• _Written task_
Count the lines in the records below that contain the string "window", matching case exactly. Give only the number.

- - - - -

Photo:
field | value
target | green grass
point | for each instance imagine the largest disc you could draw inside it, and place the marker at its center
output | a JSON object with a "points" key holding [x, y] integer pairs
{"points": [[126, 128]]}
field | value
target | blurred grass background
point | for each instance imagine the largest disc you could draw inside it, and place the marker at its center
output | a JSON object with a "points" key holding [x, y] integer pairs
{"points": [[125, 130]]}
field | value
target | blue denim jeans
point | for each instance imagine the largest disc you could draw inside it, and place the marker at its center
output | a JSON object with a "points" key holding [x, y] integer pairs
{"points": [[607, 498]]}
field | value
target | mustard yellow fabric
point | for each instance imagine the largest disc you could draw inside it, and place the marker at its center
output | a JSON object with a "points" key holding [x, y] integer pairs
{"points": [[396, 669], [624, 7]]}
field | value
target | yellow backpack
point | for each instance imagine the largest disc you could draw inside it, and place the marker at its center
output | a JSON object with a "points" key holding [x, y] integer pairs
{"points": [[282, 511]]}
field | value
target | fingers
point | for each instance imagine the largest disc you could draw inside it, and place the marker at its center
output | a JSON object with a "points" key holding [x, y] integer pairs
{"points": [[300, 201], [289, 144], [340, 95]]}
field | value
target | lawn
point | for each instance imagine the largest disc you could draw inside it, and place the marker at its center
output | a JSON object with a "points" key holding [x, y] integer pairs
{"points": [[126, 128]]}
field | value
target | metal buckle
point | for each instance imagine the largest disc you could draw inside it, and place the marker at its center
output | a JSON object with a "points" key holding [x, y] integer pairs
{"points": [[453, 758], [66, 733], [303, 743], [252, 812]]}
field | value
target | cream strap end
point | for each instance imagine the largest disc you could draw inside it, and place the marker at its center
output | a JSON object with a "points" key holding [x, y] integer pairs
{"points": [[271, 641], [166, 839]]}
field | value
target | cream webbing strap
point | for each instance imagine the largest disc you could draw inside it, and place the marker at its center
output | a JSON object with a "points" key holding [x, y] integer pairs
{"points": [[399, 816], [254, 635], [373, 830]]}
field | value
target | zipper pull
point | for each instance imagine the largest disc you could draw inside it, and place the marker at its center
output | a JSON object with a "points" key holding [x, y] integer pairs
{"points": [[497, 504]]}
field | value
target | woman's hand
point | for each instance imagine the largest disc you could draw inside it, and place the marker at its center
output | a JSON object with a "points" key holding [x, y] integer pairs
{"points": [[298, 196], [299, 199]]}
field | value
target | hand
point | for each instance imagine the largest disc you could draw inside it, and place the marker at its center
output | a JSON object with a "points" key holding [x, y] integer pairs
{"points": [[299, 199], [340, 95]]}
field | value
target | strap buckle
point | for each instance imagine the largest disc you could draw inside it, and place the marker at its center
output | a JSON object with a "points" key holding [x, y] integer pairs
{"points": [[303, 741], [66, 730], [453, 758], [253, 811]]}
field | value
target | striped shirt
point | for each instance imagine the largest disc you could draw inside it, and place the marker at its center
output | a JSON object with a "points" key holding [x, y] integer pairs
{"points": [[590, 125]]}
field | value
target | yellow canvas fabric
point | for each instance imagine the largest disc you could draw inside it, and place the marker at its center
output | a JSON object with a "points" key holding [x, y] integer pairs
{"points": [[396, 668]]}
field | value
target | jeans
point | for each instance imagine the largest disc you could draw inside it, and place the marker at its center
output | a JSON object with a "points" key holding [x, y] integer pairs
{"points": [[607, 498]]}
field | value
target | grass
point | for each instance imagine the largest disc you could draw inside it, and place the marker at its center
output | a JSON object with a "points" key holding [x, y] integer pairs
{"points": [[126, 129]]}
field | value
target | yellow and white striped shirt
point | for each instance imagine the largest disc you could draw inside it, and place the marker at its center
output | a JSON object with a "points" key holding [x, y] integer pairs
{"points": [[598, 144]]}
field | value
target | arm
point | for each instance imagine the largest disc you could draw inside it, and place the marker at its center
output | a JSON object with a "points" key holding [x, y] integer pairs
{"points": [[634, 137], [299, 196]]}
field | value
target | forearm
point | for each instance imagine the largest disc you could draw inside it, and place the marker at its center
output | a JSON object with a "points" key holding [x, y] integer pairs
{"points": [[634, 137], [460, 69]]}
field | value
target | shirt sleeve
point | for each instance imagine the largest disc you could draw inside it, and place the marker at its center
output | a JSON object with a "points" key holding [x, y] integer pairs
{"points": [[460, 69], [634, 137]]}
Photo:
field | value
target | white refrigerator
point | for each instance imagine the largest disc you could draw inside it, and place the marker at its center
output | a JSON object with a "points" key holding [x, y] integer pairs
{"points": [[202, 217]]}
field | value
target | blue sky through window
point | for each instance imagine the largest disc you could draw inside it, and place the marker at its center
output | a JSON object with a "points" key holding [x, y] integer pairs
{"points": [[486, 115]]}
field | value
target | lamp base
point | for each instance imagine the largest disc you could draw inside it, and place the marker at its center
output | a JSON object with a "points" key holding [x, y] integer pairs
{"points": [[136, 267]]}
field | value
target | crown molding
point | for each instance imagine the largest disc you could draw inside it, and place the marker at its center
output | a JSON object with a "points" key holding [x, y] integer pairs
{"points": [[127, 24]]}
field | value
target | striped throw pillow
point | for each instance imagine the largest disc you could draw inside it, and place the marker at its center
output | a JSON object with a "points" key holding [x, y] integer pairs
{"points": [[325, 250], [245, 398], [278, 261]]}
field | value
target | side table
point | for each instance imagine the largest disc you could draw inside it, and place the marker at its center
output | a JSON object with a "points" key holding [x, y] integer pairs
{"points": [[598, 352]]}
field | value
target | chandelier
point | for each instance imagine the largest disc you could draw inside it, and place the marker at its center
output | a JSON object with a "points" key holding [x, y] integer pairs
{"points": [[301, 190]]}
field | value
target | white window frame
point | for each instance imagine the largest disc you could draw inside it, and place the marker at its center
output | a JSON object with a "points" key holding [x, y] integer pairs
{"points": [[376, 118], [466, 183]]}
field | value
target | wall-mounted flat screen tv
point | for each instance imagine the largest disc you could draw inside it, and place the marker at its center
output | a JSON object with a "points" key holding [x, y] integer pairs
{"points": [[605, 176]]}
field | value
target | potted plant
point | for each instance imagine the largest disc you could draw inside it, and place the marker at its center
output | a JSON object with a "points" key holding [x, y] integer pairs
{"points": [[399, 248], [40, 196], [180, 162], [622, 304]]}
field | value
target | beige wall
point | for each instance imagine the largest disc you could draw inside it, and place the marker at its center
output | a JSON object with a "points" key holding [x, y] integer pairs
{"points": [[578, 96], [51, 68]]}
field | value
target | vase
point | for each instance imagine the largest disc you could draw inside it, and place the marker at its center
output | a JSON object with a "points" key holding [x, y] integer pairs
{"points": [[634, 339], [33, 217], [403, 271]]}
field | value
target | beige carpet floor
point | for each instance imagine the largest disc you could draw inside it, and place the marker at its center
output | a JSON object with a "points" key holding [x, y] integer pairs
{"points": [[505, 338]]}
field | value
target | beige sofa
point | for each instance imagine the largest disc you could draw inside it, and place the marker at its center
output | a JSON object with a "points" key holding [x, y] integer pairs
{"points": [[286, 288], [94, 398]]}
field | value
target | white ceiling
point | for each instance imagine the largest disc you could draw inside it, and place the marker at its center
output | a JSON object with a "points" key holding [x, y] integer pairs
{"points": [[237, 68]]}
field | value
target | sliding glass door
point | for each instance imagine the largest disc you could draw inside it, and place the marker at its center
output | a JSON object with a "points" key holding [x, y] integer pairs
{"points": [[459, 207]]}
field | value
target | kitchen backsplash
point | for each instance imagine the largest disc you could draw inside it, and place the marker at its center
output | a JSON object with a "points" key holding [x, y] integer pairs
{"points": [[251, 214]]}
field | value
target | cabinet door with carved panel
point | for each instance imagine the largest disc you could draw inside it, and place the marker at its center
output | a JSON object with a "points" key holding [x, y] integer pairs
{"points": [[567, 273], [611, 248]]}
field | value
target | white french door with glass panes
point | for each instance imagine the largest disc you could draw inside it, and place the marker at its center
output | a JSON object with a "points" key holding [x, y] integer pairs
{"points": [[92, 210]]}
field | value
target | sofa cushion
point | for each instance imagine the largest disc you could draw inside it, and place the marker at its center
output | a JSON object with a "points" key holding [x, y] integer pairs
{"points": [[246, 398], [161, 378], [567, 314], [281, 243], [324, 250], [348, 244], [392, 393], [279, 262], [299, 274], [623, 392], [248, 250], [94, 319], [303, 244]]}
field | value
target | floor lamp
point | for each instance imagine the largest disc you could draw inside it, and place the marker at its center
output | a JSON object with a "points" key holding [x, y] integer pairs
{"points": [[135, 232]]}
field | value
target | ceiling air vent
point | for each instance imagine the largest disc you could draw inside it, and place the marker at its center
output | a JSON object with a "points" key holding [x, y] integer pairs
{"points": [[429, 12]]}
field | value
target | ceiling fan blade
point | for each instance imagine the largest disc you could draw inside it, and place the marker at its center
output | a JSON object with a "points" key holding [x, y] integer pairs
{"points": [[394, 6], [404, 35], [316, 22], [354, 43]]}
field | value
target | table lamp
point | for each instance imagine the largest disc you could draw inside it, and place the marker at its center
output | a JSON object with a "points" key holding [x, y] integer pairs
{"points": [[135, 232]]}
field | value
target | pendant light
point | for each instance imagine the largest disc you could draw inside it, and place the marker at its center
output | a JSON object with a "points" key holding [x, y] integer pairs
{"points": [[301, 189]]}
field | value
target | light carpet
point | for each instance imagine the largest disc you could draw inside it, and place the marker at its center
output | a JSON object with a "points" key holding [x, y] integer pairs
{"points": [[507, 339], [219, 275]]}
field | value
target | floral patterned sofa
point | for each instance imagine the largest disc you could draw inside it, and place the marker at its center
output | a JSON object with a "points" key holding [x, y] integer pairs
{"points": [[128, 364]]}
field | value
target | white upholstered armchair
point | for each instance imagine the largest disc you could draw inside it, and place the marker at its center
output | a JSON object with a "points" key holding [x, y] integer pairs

- - - - -

• _Exercise answer_
2